[Excerpted text]:
== Segment start ==
Scientists generate human-monkey chimeric embryos

Investigators in China and the United States have injected human stem cells into primate embryos and were able to grow chimeric embryos for a significant period of time — up to 20 days. The research, despite its ethical concerns, has the potential to provide new insights into developmental biology and evolution. It also has implications for developing new models of human biology and disease. The work appears April 15 in the journal Cell.
“As we are unable to conduct certain types of experiments in humans, it is essential that we have better models to more accurately study and understand human biology and disease,” says senior author Juan Carlos Izpisua Belmonte, a professor in the Gene Expression Laboratory at the Salk Institute for Biological Sciences. “An important goal of experimental biology is the development of model systems that allow for the study of human diseases under in vivo conditions.”
Interspecies chimeras in mammals have been made since the 1970s, when they were generated in rodents and used to study early developmental processes. The advance that made the current study possible came last year when this study’s collaborating team — led by Weizhi Ji of Kunming University of Science and Technology in Yunnan, China — generated technology that allowed monkey embryos to stay alive and grow outside the body for an extended period of time.
In the current study, six days after the monkey embryos had been created, each one was injected with 25 human cells. The cells were from an induced pluripotent cell line known as extended pluripotent stem cells, which have the potential to contribute to both embryonic and extra-embryonic tissues. After one day, human cells were detected in 132 embryos. After 10 days, 103 of the chimeric embryos were still developing. Survival soon began declining, and by day 19, only three chimeras were still alive. Importantly, though, the percentage of human cells in the embryos remained high throughout the time they continued to grow.
“Historically, the generation of human-animal chimeras has suffered from low efficiency and integration of human cells into the host species,” Izpisua Belmonte says. “Generation of a chimera between human and non-human primate, a species more closely related to humans along the evolutionary timeline than all previously used species, will allow us to gain better insight into whether there are evolutionarily imposed barriers to chimera generation and if there are any means by which we can overcome them.”
The investigators performed transcriptome analysis on both the human and monkey cells from the embryos. “From these analyses, several communication pathways that were either novel or strengthened in the chimeric cells were identified,” Izpisua Belmonte explains. “Understanding which pathways are involved in chimeric cell communication will allow us to possibly enhance this communication and increase the efficiency of chimerism in a host species that’s more evolutionarily distant to humans.”
== Segment end ==
[Try it]:
From the chimeric embryo article, list each embryo count it reports after the human cells were injected, along with the point in time given for that count. The listing that follows is separate material and has no connection to the chimeric embryo article.

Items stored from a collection
== Segment start ==
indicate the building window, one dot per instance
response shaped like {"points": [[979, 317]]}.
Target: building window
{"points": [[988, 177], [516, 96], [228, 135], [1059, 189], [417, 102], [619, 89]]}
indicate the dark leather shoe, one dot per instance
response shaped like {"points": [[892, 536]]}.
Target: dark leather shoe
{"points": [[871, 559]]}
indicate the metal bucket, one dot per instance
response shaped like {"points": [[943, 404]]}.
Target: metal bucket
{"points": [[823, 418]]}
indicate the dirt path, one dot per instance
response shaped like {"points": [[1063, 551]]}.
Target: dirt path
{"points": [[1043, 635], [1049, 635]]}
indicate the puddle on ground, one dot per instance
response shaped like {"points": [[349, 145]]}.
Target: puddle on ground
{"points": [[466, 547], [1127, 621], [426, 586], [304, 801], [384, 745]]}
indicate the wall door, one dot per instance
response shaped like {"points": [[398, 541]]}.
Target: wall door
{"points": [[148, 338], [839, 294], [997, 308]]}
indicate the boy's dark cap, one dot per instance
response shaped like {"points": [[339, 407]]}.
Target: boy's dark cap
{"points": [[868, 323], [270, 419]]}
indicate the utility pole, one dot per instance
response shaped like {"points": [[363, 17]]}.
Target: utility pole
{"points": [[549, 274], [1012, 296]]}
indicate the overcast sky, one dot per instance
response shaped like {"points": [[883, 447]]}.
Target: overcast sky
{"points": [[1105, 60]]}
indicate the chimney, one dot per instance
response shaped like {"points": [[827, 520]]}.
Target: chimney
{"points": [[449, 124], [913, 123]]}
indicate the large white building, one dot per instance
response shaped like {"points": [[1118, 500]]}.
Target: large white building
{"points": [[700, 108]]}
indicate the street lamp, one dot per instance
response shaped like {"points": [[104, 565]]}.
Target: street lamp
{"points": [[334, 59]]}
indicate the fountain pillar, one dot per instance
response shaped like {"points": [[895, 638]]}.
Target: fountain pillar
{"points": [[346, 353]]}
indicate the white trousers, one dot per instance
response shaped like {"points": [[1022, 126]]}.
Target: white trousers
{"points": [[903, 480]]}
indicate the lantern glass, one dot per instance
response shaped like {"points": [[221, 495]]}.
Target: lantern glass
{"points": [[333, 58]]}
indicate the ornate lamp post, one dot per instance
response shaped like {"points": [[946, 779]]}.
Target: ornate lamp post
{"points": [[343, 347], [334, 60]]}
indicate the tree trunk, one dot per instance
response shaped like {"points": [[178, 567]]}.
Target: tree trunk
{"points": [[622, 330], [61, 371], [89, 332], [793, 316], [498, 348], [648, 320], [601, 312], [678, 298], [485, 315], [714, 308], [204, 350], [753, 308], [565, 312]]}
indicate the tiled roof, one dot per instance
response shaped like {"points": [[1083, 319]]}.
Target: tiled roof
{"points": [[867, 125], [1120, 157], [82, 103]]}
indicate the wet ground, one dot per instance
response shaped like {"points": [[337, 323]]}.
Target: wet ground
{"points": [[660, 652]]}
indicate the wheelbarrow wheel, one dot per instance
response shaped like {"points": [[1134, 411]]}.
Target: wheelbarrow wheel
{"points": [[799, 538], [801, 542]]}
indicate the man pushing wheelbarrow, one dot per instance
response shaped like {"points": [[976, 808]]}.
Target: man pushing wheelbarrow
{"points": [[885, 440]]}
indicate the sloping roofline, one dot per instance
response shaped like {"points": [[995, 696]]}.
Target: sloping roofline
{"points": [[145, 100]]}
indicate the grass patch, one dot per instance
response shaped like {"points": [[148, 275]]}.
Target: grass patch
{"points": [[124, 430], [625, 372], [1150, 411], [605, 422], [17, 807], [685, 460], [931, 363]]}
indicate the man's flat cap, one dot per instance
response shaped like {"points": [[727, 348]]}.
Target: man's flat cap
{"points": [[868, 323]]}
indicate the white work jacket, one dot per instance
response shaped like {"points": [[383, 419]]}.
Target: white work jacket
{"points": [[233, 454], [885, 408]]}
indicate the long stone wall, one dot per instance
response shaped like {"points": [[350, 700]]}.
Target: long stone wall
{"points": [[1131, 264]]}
== Segment end ==
[Answer to this task]:
After one day, human cells were detected in 132 embryos.
After 10 days, 103 of the chimeric embryos were still developing.
By day 19, only three chimeras were still alive.